[Записи для разметки и сегментации]
——————

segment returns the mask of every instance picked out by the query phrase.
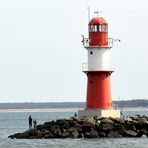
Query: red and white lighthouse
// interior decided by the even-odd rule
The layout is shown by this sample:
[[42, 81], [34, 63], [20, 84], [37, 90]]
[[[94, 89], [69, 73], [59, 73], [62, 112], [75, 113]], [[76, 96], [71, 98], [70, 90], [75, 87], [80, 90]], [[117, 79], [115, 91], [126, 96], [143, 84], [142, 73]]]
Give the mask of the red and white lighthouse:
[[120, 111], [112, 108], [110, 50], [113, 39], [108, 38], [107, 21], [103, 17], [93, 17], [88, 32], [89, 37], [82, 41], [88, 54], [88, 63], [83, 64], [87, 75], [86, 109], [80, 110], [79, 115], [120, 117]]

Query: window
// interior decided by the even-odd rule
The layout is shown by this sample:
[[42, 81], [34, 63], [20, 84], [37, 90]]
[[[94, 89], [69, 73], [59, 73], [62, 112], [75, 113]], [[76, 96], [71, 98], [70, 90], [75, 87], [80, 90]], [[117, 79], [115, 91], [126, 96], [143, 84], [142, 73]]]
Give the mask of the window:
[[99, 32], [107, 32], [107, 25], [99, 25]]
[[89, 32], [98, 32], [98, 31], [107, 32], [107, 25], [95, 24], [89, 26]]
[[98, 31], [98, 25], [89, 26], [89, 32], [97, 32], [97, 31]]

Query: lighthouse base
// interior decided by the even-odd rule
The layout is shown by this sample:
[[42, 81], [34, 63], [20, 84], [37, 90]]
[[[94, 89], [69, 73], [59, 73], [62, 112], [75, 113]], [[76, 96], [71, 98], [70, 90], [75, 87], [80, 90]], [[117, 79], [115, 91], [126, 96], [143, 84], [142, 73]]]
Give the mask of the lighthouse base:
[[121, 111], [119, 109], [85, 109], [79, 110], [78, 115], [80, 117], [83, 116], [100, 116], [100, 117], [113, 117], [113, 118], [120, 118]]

——————

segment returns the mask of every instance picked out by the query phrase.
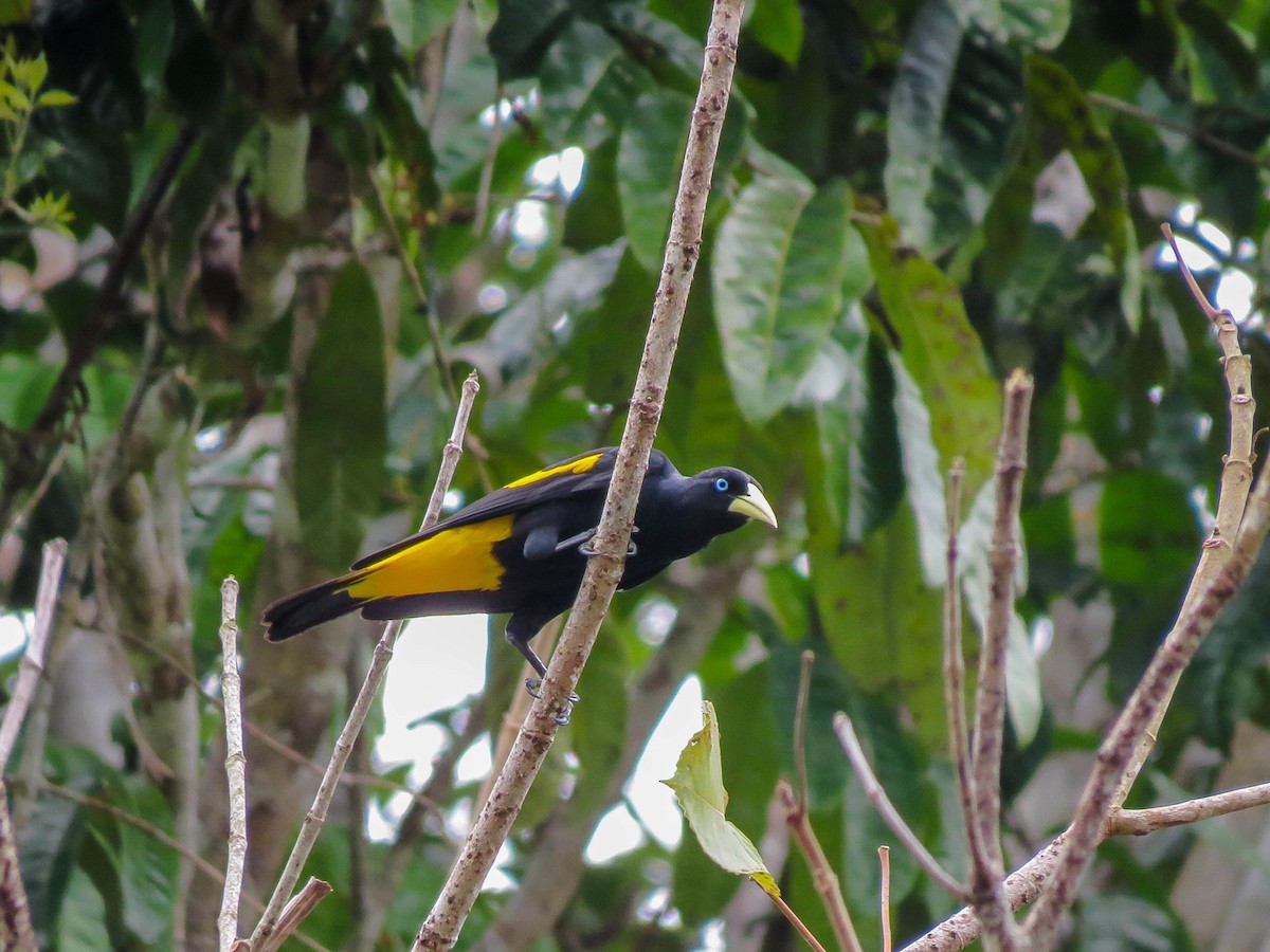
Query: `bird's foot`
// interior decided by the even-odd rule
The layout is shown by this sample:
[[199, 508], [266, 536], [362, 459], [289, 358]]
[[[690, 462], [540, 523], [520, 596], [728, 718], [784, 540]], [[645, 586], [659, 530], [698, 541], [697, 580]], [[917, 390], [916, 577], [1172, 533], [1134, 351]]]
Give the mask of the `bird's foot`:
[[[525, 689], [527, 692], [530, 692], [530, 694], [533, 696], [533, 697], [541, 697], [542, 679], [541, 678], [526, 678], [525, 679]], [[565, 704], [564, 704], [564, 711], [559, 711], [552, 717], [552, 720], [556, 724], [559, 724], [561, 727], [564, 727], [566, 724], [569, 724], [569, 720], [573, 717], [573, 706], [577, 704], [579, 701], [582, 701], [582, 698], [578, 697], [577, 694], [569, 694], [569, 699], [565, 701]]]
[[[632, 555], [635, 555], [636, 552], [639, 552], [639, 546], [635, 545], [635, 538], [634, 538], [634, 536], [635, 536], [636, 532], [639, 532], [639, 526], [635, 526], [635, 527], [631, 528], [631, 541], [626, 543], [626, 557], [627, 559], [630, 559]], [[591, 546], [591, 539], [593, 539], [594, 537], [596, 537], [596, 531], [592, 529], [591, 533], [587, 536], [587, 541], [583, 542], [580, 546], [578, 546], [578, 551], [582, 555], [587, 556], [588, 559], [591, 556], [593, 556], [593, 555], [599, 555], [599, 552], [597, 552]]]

——————

Перенесите строки записей целиком, начиная со строки с «Query: lighthouse base» и вплоть до строки с «118], [120, 118]]» включительно. В ответах прибавьте −134 к каждой координате.

* **Полный ответ**
Query: lighthouse base
// interior decided by the even-odd rule
The layout is shown by this sample:
[[42, 81], [34, 63], [20, 84], [37, 90]]
[[[94, 89], [69, 73], [59, 73], [62, 112], [75, 113]], [[76, 96], [71, 98], [70, 90], [75, 87], [80, 90]], [[117, 79], [115, 91], [126, 96], [143, 84], [142, 73]]]
Give the mask of the lighthouse base:
[[-13, -23], [-15, -25], [-49, -25], [-55, -24], [-56, -19], [-54, -17], [-51, -18], [-34, -18], [-34, -17], [-21, -17], [-21, -16], [-14, -16]]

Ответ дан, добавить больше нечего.